------ SUPPLIED MATERIAL

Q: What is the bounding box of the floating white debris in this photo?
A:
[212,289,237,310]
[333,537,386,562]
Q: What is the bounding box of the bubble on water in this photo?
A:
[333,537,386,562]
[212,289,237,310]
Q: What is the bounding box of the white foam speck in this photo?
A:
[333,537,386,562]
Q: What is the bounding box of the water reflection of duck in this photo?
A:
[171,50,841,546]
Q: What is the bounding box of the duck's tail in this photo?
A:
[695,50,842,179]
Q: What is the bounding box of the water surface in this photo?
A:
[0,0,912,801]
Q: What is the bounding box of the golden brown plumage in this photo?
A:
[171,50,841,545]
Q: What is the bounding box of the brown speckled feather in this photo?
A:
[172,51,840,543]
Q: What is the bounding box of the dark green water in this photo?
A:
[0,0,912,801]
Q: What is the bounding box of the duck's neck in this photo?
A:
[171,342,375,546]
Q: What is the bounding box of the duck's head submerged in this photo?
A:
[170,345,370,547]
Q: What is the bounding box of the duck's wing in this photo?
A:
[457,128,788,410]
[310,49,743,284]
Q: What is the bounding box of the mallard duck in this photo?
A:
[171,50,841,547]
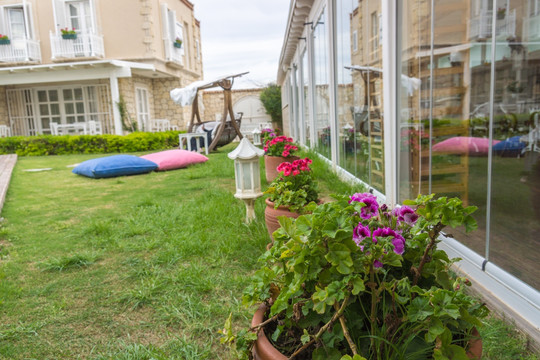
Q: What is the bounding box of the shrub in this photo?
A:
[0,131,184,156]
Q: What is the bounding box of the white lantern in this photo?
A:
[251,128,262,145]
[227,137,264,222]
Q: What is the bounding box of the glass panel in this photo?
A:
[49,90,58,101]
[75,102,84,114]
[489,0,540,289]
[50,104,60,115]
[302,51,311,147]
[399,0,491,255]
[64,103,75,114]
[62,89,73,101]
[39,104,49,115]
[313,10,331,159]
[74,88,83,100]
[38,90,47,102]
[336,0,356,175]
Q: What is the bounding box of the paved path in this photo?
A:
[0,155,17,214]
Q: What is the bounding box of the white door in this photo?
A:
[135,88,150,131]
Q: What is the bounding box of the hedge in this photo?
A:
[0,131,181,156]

------------

§ PROBLEM DESCRIPTION: Collect every line of the records that contains the string "water", matching case exactly.

§ FINISHED ANSWER:
Q: What is the bounding box of the bubble on water in this photo?
Q: What is the bounding box of the water reflection of duck in this photo?
Q: What is the bounding box of the water surface in this photo?
Q: What is the bounding box of the dark green water in this photo?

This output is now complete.